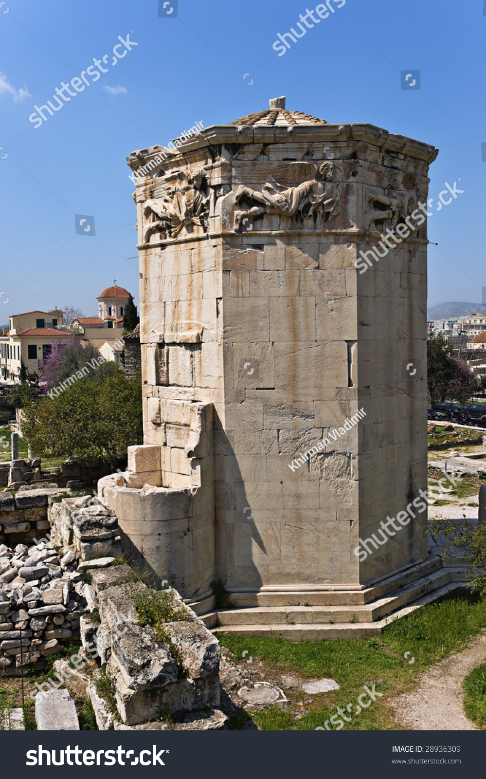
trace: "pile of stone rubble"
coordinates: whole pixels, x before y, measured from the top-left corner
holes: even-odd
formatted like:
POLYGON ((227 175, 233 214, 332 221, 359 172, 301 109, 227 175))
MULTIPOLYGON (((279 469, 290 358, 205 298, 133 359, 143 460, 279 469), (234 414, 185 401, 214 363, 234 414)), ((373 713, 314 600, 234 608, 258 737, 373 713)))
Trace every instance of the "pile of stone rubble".
POLYGON ((41 541, 30 548, 0 545, 0 675, 16 676, 80 639, 86 611, 75 549, 41 541))
POLYGON ((99 609, 100 622, 82 617, 81 635, 86 647, 96 642, 101 662, 101 673, 95 671, 88 686, 100 730, 146 729, 148 722, 160 729, 164 712, 178 730, 224 728, 219 642, 178 593, 171 590, 170 597, 188 619, 167 622, 168 638, 162 641, 150 626, 138 623, 133 588, 146 587, 125 583, 132 578, 129 566, 90 573, 88 609, 99 609), (103 674, 111 681, 111 695, 106 682, 100 685, 103 674))

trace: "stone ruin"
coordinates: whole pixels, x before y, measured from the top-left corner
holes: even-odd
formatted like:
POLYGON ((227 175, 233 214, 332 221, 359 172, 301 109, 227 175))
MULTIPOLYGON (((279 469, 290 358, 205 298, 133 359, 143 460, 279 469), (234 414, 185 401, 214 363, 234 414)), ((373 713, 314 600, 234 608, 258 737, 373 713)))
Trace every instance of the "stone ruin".
POLYGON ((161 150, 127 158, 150 171, 144 442, 98 482, 124 548, 208 626, 295 640, 381 629, 459 586, 423 513, 354 551, 427 488, 427 225, 408 228, 438 150, 277 98, 161 150), (386 230, 403 237, 358 273, 386 230))
MULTIPOLYGON (((103 670, 90 668, 86 692, 100 730, 164 729, 164 714, 174 729, 225 728, 217 639, 171 588, 174 618, 161 637, 139 625, 134 588, 154 591, 133 582, 129 566, 114 564, 122 550, 113 511, 91 495, 44 499, 50 533, 30 547, 0 545, 0 676, 40 671, 46 657, 79 641, 83 664, 88 653, 99 657, 112 686, 107 692, 100 685, 103 670)), ((79 674, 66 658, 54 668, 66 684, 79 674)), ((69 691, 48 682, 38 686, 37 729, 79 729, 69 691)), ((0 714, 0 729, 23 728, 21 709, 0 714)))

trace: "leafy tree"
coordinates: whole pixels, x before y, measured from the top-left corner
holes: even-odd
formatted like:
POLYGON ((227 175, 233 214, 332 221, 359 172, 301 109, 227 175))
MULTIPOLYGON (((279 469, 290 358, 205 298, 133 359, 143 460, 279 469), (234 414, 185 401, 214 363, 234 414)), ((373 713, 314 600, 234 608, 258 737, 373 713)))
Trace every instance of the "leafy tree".
POLYGON ((130 295, 129 297, 129 302, 125 307, 125 314, 123 315, 124 331, 126 330, 127 334, 132 333, 139 321, 140 317, 137 315, 137 307, 133 302, 133 298, 130 295))
POLYGON ((75 319, 79 319, 80 316, 84 316, 81 308, 76 308, 74 305, 65 305, 61 308, 61 311, 63 314, 62 321, 65 325, 70 325, 75 319))
MULTIPOLYGON (((469 566, 466 572, 466 577, 470 579, 467 587, 484 597, 486 595, 486 525, 471 525, 467 520, 460 523, 453 520, 435 520, 428 532, 434 538, 443 533, 452 548, 463 548, 462 556, 469 566)), ((447 549, 441 557, 446 555, 447 549)))
POLYGON ((127 446, 143 441, 139 374, 128 381, 118 369, 100 381, 79 380, 23 413, 22 437, 39 456, 101 460, 114 470, 127 446))
MULTIPOLYGON (((44 361, 42 380, 45 382, 46 391, 58 386, 88 362, 93 362, 93 358, 99 359, 100 354, 90 341, 81 342, 76 336, 66 338, 58 351, 53 351, 44 361)), ((92 370, 89 367, 88 369, 92 370)))
POLYGON ((455 355, 453 347, 438 335, 427 340, 427 381, 434 403, 470 395, 476 379, 467 365, 455 355))

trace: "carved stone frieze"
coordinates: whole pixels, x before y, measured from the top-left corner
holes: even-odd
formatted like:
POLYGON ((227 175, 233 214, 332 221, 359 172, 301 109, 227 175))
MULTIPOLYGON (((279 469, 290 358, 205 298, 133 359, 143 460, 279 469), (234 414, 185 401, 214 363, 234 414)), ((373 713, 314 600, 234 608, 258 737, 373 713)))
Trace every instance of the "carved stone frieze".
MULTIPOLYGON (((328 221, 341 207, 343 185, 330 182, 333 170, 333 162, 324 162, 315 168, 314 178, 297 186, 279 184, 272 176, 268 177, 261 192, 239 186, 234 195, 239 206, 234 212, 235 232, 244 227, 243 220, 252 225, 255 217, 266 213, 314 220, 319 217, 322 224, 328 221)), ((249 225, 247 229, 251 229, 249 225)))
POLYGON ((194 226, 207 230, 210 190, 204 168, 175 171, 164 181, 155 199, 143 206, 143 242, 153 233, 162 240, 176 238, 183 229, 194 226))
POLYGON ((417 195, 411 190, 397 191, 387 187, 368 187, 364 199, 364 229, 381 233, 393 230, 417 207, 417 195))

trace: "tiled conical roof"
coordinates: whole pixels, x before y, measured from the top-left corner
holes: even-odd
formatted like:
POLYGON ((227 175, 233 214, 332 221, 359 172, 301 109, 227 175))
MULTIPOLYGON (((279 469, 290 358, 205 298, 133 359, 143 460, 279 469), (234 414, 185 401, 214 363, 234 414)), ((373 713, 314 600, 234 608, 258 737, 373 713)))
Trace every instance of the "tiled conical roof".
POLYGON ((327 125, 324 119, 318 119, 308 114, 301 114, 298 111, 285 110, 285 97, 274 97, 269 101, 270 108, 266 111, 248 114, 247 116, 229 122, 228 125, 272 125, 288 127, 291 125, 327 125))

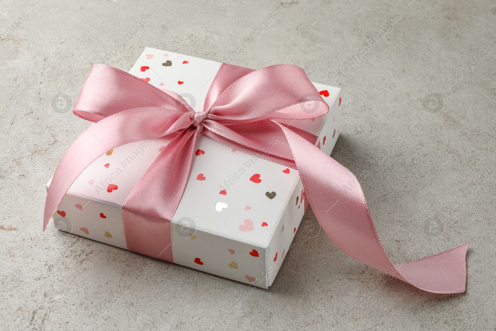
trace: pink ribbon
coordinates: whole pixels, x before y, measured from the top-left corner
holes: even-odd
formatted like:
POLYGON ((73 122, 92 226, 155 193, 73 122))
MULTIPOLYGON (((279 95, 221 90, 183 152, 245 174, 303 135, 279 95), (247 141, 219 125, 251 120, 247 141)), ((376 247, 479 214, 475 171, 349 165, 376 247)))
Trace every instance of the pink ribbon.
POLYGON ((174 262, 171 220, 186 185, 196 135, 201 133, 297 169, 307 201, 322 229, 351 257, 425 291, 464 292, 468 243, 394 265, 379 240, 355 177, 320 150, 317 137, 274 121, 313 118, 328 110, 305 71, 294 66, 253 70, 224 64, 203 111, 195 113, 174 92, 115 68, 94 65, 73 112, 94 123, 74 142, 57 168, 47 197, 44 230, 72 183, 100 155, 150 137, 171 139, 124 202, 122 214, 129 250, 174 262), (266 151, 267 143, 274 141, 266 151))

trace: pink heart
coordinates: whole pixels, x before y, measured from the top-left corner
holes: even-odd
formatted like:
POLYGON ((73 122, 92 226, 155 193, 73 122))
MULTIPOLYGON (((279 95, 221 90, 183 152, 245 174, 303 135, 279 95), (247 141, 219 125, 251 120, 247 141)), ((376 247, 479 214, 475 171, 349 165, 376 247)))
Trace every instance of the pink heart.
POLYGON ((253 222, 251 221, 251 219, 245 219, 245 224, 241 224, 239 227, 240 230, 245 232, 253 231, 254 228, 253 222))

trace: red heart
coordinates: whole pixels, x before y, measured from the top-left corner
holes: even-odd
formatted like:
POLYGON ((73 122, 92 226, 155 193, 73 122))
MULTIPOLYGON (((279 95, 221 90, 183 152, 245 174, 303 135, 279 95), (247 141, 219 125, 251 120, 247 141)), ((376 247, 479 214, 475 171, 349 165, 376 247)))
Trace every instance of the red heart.
POLYGON ((320 91, 320 92, 319 92, 318 93, 319 93, 319 94, 320 95, 323 95, 324 97, 328 97, 329 96, 329 91, 327 91, 327 90, 324 90, 323 91, 320 91))
POLYGON ((262 180, 260 179, 260 175, 259 174, 255 174, 249 178, 249 180, 253 183, 258 183, 262 182, 262 180))
POLYGON ((248 275, 247 275, 246 276, 245 276, 245 277, 247 279, 248 279, 248 281, 250 282, 250 283, 255 281, 254 277, 251 277, 251 276, 249 276, 248 275))

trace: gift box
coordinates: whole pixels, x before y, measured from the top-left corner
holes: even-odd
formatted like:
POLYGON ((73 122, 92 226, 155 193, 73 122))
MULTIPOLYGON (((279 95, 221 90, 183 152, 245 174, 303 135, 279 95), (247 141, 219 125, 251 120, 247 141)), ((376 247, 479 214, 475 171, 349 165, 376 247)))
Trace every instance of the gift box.
MULTIPOLYGON (((197 112, 221 65, 147 48, 129 73, 174 91, 197 112)), ((341 123, 340 89, 313 84, 329 112, 315 119, 278 122, 317 136, 320 148, 330 154, 341 123)), ((55 227, 126 249, 121 207, 170 141, 150 138, 101 155, 64 196, 53 215, 55 227)), ((267 150, 277 143, 269 140, 267 150)), ((306 209, 298 171, 201 134, 194 150, 187 184, 171 224, 175 263, 267 288, 306 209)))

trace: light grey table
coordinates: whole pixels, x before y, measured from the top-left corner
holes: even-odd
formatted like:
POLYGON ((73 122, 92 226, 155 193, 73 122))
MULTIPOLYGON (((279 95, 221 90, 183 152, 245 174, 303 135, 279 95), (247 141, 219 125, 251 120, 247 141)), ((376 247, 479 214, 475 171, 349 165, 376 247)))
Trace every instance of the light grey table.
POLYGON ((495 330, 494 1, 2 1, 0 329, 495 330), (128 70, 146 46, 342 88, 333 156, 391 259, 470 241, 466 291, 383 284, 311 210, 268 290, 156 260, 128 290, 150 259, 42 232, 45 184, 88 125, 53 99, 73 106, 92 64, 128 70))

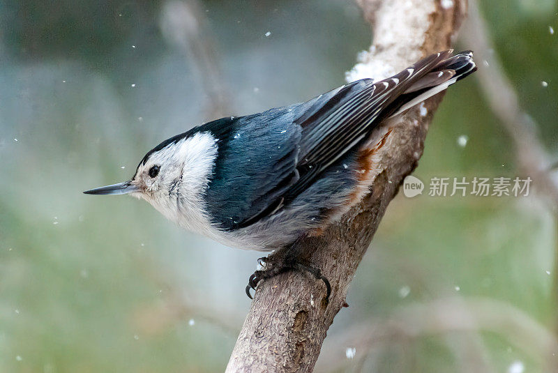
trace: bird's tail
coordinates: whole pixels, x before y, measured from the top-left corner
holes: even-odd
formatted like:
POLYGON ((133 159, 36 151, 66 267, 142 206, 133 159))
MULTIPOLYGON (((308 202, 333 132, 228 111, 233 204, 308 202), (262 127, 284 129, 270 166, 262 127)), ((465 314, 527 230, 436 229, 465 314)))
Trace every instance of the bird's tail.
MULTIPOLYGON (((448 51, 450 52, 450 51, 448 51)), ((420 62, 416 65, 420 65, 420 62)), ((440 61, 426 74, 407 88, 390 106, 393 113, 400 114, 476 70, 470 50, 460 52, 440 61)))

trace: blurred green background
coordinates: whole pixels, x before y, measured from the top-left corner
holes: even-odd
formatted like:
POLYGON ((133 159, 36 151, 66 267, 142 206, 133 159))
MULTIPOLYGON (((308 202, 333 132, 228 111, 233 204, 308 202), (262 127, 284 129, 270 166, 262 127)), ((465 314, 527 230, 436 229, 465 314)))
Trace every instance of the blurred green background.
MULTIPOLYGON (((557 2, 481 6, 495 55, 556 155, 557 2)), ((223 371, 260 255, 181 231, 144 202, 82 191, 127 179, 148 150, 196 124, 342 84, 370 43, 359 9, 3 0, 0 15, 0 372, 223 371)), ((415 176, 526 176, 485 102, 474 77, 450 89, 415 176)), ((400 194, 316 371, 555 371, 536 347, 558 330, 555 208, 536 193, 400 194), (460 307, 444 305, 478 302, 484 321, 450 322, 460 307), (425 327, 435 311, 449 321, 425 327), (394 317, 407 332, 382 335, 394 317)))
____
_WHAT YOU SHOULD DO_: Print everything from the first of the lines above down to and including the line containing "POLYGON ((99 609, 100", verbatim, and leave the pictures out of the answer.

_THE RESULT_:
trace: "pile of stone rubble"
coordinates: whole pixels, x before y, measured from the top-left corner
holes: even-odd
formatted like:
POLYGON ((227 175, 233 214, 332 221, 359 172, 301 109, 227 175))
MULTIPOLYGON (((279 469, 290 358, 205 298, 133 359, 143 460, 279 469), (234 414, 185 401, 214 363, 234 414)), ((373 713, 314 600, 234 608, 258 737, 373 713)))
Trace every instance of the "pile of stone rubble".
POLYGON ((41 541, 30 548, 0 545, 0 675, 16 676, 80 639, 86 611, 75 549, 41 541))
POLYGON ((99 609, 100 622, 82 617, 81 635, 86 647, 96 642, 101 662, 101 673, 95 671, 88 686, 100 730, 146 729, 148 722, 160 729, 164 712, 178 730, 224 728, 219 642, 178 593, 171 590, 170 597, 188 619, 167 622, 168 638, 162 641, 150 626, 138 623, 133 588, 146 587, 125 583, 132 578, 129 566, 90 573, 88 609, 99 609), (103 674, 111 681, 111 695, 106 682, 100 685, 103 674))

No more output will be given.